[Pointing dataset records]
****************************************
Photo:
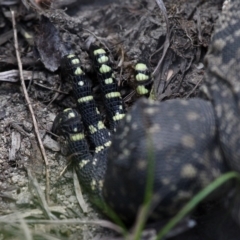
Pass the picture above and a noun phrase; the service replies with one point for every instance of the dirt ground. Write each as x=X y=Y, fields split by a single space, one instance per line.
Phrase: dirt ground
x=130 y=30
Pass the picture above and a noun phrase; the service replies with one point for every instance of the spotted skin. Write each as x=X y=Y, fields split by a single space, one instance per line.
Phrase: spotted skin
x=109 y=87
x=142 y=78
x=189 y=142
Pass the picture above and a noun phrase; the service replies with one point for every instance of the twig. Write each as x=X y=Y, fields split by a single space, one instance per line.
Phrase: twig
x=30 y=105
****************************************
• **Problem to work on**
Copy out the rows again, putting "short phrase" wherever "noun phrase" appears and keeping everything else the same. Leave the pictures out.

• **Result for this exercise**
Photo:
Pass the picture above and a short phrase; the service replies with one point for every instance of the dirt ground. Write each as x=X y=Y, fields split by a single space, one instance per line.
Phrase: dirt ground
x=130 y=30
Pass the picture above and a short phrase; the service replies with one point for every instance of the spotted skin. Write each as x=X y=Y, fields split by a single space, one instance per line.
Phrase: spotted skin
x=109 y=87
x=142 y=78
x=189 y=142
Pass the picture above and a short phrase; the service replies with one point for every instance of the twig. Write each as x=X y=Y, fields split by a single space, one instance per line.
Phrase: twig
x=30 y=105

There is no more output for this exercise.